- _DOCUMENT PASSAGE_
○ ○ ○ ○ ○

I was in spin class the Sunday before Thanksgiving and my instructor, whom I love, said the key thing to remember this holiday season is to “maintain.” She meant it in reference to weight and fitness, but I thought (being the finance geek I am) that it was also the right message for personal financial fitness this holiday season.
We’ve all read about and maybe experienced the anxiety, blues, tension with loved ones, weight gain, “bad” parenting and other threats to our personal happiness that can occur during the holiday season. As a result of those and other realities, our financial fitness, and our mantra, “spend less than you earn,” can take a backseat to other emotional and familial needs and legitimately so.
With that in mind, and taking a page from Stacey, my spin instructor’s book, I just want you to MAINTAIN your finances. Your goal is to come into the new year, with the same amount of debt (not more), the same amount of savings (plus any year end bonus you might get) and your sanity. MAINTAIN!
Note that I’m focusing on debt and savings in this post as I will discuss cash flow next week in a post about how to budget for holiday gift-giving. The key is that you want to pay for your holiday clothes, gifts, parties, donations, celebratory food and drink, out of your monthly cash flow and not have to break into your savings, spend your annual bonus or acquire more debt.
It’s the beginning of December and the perfect time to think about this, and won’t take long to do. Here’s what I’d like you to consider this month to keep you from diving into your savings or adding to your revolving debt:
- Make a list like the guy in the big red suit. Include everything (it’s not just gifts!) that will come up for the holidays and estimate what it might cost. Do not be stingy, be as accurate as you can:
- Food and Drink
- New clothes
- Extraordinary childcare
- Travel (if not already booked)

○ ○ ○ ○ ○

- _MATERIAL SHOWN_
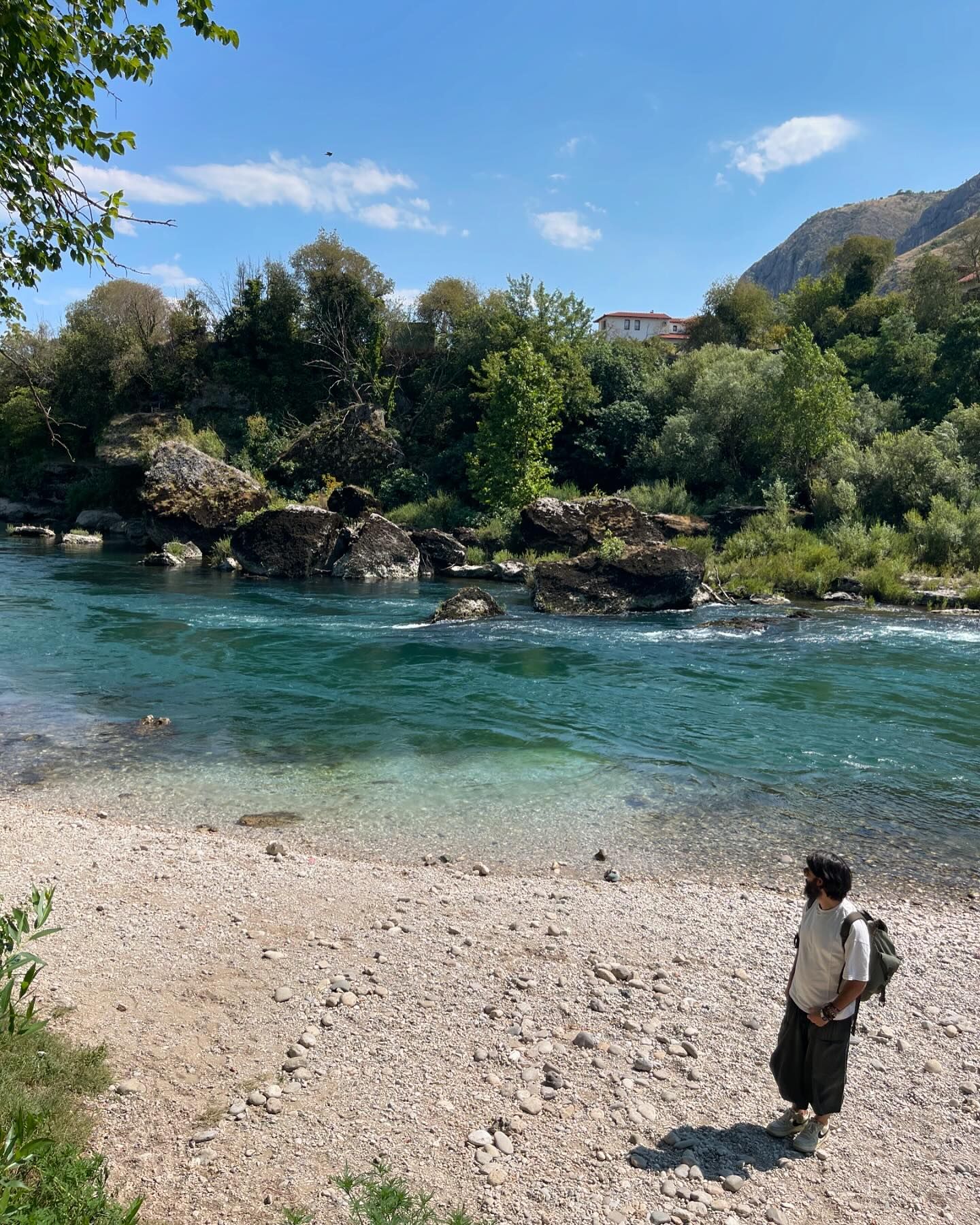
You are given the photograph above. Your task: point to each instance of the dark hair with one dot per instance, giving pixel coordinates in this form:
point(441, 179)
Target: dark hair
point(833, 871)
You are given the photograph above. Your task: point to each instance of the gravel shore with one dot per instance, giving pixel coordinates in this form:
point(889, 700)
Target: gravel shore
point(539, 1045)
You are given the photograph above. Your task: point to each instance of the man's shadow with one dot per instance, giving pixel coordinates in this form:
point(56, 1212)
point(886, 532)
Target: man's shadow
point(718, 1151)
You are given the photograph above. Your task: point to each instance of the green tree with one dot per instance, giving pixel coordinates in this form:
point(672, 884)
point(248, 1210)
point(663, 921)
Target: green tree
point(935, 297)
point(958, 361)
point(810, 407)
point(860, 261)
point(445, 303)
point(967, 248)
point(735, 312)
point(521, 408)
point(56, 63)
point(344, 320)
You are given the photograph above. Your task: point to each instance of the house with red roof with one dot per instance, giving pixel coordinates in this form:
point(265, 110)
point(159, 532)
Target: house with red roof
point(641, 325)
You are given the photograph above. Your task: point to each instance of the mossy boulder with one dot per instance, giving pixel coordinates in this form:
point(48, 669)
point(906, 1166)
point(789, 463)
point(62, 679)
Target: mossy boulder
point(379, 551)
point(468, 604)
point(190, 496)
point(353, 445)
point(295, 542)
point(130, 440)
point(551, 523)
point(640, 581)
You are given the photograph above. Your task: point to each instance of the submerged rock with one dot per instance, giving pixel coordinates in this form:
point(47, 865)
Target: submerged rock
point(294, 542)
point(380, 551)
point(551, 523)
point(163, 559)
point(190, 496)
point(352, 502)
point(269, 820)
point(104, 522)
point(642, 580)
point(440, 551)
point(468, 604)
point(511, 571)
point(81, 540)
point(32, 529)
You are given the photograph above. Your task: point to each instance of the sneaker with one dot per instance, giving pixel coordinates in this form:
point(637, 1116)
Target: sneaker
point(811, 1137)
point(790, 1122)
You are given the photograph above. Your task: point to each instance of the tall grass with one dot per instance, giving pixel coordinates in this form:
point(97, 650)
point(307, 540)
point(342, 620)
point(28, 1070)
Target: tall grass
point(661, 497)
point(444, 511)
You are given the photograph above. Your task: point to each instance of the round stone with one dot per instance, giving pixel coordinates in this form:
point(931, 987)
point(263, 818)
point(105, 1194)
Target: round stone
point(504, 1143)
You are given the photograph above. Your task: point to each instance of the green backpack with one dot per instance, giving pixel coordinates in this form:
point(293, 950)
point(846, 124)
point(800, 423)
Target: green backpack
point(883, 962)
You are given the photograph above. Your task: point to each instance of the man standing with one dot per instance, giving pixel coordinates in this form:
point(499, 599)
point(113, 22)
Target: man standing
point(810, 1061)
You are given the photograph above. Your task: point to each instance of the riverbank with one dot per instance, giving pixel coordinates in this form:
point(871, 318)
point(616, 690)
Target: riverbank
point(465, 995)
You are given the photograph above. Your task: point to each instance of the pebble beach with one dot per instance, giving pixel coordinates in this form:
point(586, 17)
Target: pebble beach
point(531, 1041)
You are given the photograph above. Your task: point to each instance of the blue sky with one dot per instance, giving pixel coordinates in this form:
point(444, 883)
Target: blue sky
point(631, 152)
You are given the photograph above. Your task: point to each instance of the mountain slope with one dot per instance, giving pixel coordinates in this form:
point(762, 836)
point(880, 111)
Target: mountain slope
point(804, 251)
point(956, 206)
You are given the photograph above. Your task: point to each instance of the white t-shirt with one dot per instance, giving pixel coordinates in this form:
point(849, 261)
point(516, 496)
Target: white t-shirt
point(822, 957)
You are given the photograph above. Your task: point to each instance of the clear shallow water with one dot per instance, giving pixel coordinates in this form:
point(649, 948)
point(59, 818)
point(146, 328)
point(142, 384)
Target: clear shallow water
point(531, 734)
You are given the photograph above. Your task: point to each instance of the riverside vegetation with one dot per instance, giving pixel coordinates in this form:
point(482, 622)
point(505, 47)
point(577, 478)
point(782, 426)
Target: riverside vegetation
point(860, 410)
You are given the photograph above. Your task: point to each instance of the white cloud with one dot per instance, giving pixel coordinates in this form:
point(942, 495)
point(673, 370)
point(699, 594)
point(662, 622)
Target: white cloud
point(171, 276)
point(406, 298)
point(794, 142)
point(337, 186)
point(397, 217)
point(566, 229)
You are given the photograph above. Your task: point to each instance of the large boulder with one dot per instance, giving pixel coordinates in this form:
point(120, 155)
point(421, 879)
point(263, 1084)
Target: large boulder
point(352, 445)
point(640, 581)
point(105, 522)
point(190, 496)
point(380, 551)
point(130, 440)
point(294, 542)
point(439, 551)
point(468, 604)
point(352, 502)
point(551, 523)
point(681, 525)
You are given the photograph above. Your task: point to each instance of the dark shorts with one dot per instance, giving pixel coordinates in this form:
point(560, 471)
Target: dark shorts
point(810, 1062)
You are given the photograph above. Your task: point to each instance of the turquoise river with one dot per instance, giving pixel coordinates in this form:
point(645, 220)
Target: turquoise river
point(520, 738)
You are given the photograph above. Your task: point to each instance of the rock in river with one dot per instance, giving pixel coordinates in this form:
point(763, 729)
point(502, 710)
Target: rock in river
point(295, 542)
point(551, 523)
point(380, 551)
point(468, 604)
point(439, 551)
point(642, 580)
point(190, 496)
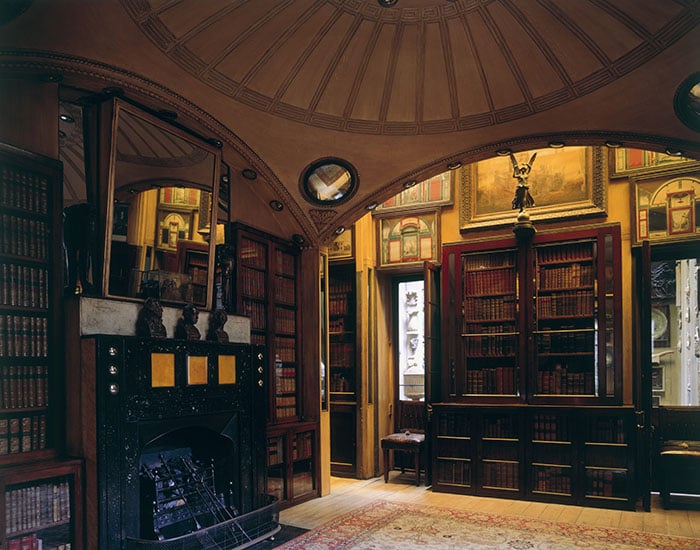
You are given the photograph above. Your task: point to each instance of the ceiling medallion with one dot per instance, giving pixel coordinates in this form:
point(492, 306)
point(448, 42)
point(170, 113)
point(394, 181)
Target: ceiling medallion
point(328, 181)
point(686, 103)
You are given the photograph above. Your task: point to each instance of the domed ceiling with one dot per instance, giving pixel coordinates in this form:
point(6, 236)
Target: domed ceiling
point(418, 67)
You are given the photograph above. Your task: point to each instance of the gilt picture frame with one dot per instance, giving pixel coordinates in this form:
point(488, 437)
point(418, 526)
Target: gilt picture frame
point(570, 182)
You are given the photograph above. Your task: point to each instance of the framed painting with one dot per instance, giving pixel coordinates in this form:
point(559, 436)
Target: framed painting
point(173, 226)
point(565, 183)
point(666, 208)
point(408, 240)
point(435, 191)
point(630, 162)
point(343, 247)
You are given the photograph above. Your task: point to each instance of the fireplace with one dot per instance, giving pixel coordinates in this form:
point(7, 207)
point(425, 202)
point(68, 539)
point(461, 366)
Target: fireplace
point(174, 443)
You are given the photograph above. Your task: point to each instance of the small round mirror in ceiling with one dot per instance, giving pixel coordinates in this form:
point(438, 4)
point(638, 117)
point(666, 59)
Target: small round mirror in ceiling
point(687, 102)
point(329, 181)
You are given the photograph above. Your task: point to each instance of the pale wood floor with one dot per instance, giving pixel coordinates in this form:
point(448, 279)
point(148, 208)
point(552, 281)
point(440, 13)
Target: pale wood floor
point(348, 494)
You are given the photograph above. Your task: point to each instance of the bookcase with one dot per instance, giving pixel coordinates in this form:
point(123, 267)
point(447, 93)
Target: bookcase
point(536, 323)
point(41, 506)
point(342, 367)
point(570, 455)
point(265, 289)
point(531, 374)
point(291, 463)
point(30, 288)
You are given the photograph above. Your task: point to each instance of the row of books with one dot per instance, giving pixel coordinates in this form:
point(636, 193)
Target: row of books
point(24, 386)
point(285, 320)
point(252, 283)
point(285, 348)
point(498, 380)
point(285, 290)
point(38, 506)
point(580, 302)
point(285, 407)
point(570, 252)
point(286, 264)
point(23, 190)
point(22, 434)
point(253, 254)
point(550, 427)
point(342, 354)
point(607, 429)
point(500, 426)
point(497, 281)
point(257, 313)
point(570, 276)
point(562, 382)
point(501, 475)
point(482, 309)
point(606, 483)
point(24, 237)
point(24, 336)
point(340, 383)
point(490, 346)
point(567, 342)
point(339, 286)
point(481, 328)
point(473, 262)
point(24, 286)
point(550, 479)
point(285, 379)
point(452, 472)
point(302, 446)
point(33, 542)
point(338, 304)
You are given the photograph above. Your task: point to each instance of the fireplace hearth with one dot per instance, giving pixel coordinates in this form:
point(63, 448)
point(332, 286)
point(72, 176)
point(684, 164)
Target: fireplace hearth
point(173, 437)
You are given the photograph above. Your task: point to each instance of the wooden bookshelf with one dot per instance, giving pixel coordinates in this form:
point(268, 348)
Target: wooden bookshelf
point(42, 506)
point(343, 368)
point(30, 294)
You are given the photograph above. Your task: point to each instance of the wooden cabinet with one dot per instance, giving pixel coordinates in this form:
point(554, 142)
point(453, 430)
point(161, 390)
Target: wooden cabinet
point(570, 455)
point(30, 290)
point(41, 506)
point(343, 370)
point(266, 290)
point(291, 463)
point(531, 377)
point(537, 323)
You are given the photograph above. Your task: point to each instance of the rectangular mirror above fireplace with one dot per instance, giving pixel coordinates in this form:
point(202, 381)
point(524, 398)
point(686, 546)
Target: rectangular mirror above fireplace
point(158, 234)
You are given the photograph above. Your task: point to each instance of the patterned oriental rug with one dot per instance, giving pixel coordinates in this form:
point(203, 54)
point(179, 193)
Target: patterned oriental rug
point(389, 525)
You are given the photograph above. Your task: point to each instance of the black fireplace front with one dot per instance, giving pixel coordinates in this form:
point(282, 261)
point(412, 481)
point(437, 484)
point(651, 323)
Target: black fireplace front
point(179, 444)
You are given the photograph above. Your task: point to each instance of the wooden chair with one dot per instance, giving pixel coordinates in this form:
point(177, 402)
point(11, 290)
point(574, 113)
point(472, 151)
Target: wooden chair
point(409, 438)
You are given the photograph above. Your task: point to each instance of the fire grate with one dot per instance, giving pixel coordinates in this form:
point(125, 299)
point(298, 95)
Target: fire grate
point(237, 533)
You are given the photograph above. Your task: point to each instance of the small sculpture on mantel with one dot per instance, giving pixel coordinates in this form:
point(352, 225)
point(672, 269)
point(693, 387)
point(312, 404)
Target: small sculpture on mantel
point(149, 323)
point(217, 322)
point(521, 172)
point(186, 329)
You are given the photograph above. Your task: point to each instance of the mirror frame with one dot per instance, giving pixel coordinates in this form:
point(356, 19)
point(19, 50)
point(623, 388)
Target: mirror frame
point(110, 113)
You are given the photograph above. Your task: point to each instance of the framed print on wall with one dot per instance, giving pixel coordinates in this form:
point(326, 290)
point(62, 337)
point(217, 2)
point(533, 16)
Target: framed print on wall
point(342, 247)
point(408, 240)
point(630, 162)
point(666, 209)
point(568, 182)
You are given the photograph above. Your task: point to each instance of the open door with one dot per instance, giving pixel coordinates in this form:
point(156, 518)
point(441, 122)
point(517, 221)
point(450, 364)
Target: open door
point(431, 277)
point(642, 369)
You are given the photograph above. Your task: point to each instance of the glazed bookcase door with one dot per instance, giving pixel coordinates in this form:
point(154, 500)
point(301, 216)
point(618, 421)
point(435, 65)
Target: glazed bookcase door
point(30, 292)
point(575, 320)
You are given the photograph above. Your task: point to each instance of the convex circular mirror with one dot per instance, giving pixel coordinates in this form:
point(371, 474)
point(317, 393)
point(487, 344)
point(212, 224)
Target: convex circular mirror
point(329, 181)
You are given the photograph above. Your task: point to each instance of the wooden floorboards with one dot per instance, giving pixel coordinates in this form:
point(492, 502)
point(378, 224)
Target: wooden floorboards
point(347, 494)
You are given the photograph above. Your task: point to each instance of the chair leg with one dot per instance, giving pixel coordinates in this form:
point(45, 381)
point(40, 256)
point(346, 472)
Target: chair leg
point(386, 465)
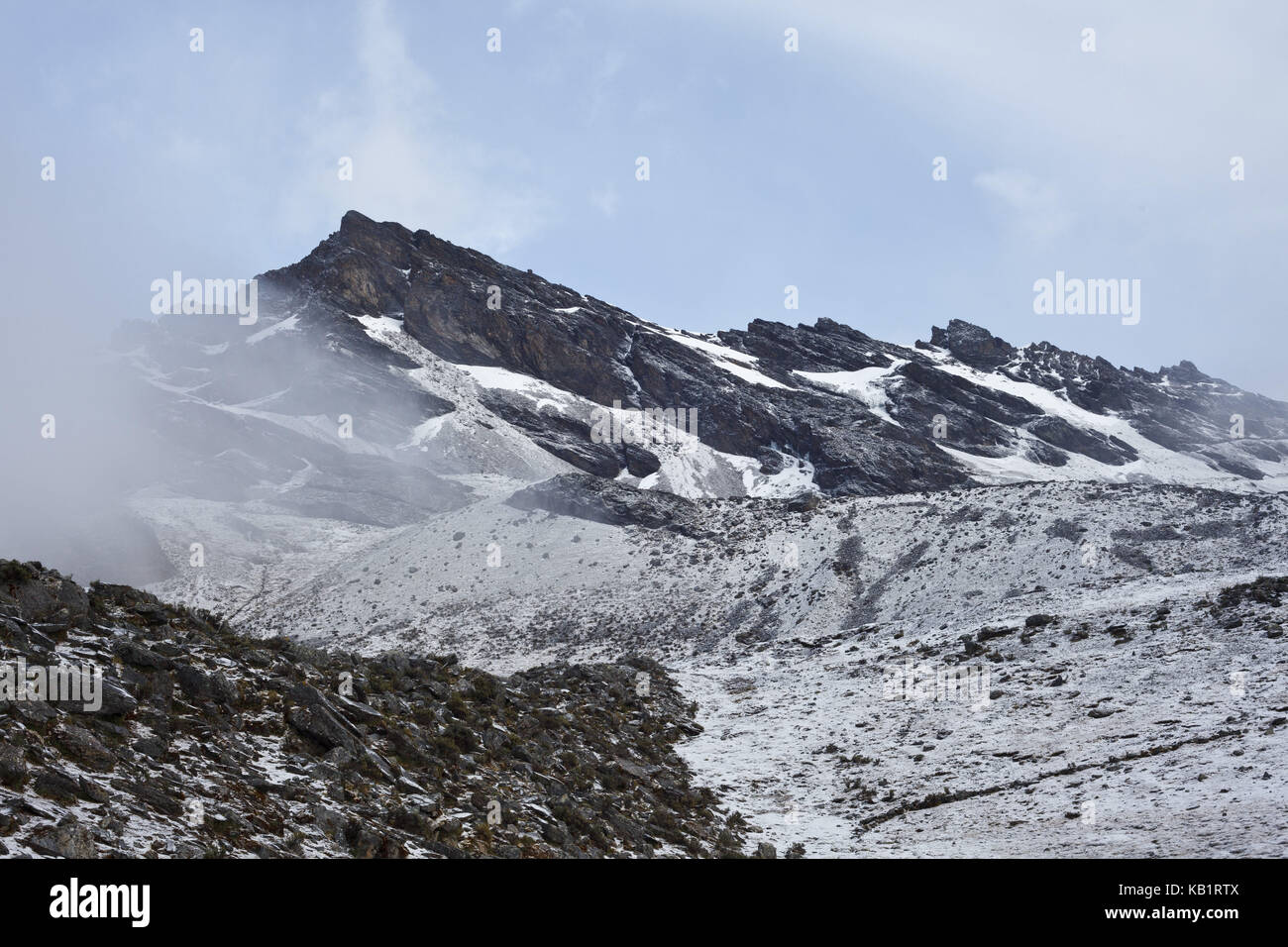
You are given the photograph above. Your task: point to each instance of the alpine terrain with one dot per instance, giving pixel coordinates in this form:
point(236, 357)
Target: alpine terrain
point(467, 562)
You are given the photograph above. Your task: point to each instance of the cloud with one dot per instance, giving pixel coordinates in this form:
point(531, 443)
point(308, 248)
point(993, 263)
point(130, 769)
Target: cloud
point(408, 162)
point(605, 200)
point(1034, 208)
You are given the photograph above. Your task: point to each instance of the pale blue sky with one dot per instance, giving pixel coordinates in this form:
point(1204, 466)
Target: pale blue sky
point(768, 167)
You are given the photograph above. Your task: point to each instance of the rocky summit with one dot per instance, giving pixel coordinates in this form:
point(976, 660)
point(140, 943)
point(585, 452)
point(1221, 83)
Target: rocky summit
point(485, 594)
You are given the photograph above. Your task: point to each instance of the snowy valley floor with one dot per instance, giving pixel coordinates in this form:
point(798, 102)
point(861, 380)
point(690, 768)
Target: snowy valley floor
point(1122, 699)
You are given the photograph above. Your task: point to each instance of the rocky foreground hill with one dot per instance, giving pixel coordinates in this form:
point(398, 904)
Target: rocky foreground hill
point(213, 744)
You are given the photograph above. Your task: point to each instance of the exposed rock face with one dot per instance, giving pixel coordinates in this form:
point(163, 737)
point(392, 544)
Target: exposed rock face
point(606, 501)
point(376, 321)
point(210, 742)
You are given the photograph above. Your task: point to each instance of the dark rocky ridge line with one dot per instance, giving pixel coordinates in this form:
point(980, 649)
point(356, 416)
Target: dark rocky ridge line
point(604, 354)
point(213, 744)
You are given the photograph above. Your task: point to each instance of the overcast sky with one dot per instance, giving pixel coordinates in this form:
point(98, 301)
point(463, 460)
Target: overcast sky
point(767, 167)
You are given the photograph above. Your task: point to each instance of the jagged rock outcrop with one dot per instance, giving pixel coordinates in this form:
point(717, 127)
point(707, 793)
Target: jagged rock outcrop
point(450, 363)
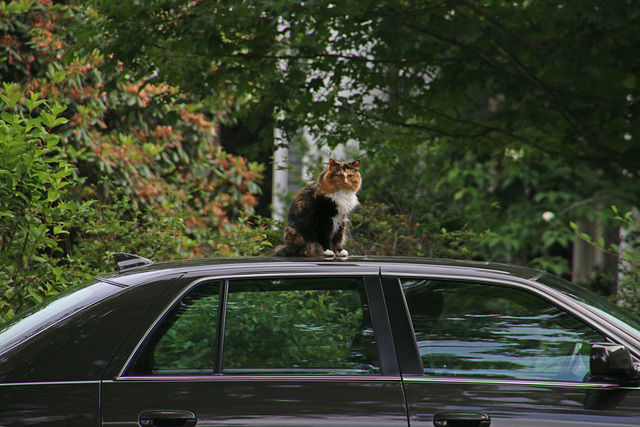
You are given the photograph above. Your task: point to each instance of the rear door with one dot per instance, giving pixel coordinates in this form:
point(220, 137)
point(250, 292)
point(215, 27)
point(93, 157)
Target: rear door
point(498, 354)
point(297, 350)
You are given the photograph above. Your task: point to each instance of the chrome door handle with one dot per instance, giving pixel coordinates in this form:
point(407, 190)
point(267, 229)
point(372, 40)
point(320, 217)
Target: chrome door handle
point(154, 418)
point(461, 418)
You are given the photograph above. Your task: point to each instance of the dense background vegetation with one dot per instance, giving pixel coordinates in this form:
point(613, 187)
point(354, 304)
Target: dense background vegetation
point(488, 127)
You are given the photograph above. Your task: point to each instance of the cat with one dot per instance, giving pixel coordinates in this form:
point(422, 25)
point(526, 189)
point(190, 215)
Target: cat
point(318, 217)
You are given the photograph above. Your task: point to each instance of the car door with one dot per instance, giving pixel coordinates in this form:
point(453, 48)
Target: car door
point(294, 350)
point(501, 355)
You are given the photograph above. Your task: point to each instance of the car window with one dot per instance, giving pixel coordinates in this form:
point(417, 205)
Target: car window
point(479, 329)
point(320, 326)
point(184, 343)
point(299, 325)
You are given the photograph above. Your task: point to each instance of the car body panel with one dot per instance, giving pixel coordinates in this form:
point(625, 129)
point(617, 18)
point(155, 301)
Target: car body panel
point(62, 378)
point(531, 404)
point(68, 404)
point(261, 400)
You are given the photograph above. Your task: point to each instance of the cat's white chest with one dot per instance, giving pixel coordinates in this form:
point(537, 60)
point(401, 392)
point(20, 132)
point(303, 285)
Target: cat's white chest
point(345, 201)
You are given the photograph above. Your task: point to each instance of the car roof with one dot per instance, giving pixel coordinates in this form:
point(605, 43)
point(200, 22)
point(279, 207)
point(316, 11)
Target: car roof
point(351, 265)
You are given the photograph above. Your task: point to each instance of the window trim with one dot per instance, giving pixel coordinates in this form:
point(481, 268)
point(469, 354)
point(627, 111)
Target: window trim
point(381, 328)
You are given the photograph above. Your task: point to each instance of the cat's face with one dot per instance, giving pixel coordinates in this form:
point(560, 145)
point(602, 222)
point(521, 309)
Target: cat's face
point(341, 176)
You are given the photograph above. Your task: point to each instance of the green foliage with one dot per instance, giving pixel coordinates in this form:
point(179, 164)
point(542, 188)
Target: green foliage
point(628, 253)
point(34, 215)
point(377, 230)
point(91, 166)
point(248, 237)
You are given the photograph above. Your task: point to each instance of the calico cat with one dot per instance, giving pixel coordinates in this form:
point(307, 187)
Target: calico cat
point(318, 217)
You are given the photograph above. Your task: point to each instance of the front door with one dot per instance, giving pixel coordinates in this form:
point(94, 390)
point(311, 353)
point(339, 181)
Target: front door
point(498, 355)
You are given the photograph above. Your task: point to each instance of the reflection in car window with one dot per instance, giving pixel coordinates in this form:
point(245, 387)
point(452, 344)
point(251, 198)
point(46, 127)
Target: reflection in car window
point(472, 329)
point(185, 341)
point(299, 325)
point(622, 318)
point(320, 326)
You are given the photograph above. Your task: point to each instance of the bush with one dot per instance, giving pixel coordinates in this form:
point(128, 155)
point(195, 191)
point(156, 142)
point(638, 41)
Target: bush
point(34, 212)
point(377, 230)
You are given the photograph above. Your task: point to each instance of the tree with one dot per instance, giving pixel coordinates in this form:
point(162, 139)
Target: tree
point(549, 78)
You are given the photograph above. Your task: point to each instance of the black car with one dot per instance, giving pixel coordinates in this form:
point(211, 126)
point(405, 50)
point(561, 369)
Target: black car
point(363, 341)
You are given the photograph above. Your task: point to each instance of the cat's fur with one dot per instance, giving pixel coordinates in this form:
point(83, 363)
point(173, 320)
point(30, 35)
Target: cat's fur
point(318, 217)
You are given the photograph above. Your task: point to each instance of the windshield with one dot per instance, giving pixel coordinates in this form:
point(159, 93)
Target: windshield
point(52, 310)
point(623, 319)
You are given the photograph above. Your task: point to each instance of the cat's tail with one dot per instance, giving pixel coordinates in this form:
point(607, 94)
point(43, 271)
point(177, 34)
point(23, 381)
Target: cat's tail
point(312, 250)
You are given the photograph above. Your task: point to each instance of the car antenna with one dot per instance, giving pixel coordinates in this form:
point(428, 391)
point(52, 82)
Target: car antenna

○ ○ ○ ○ ○

- _PROBLEM STATEMENT_
Continue the holiday finances post from the point where it stops. None of the items are needed here.

- _ANSWER TO THE PROBLEM_
- You should already know how much full discretionary money you have each month, but if not, make a list of all your “must pay” expenses and subtract them from your TAKE-HOME income. Do not forget an estimate for groceries, gas, and things like gyms, therapy, tutoring, kids’ activities or haircuts. They are “must pay” items too.
- See if your Holiday List (#1) is less than your Full Discretionary amount (#2). If it isn’t you know you have to trim your holiday list. Wear an outfit from last year, or use last year’s decorations.
- Keep trimming your holiday list until you can make it fit into your monthly full discretionary spending AND remember to leave yourself a bit for non-holiday full discretionary money for items like dinner with friends, or new sneakers for the kids. I know it might hurt, but your holiday financial hangover will be much easier if you do this.
- Commit to saving each month through the year for next Christmas!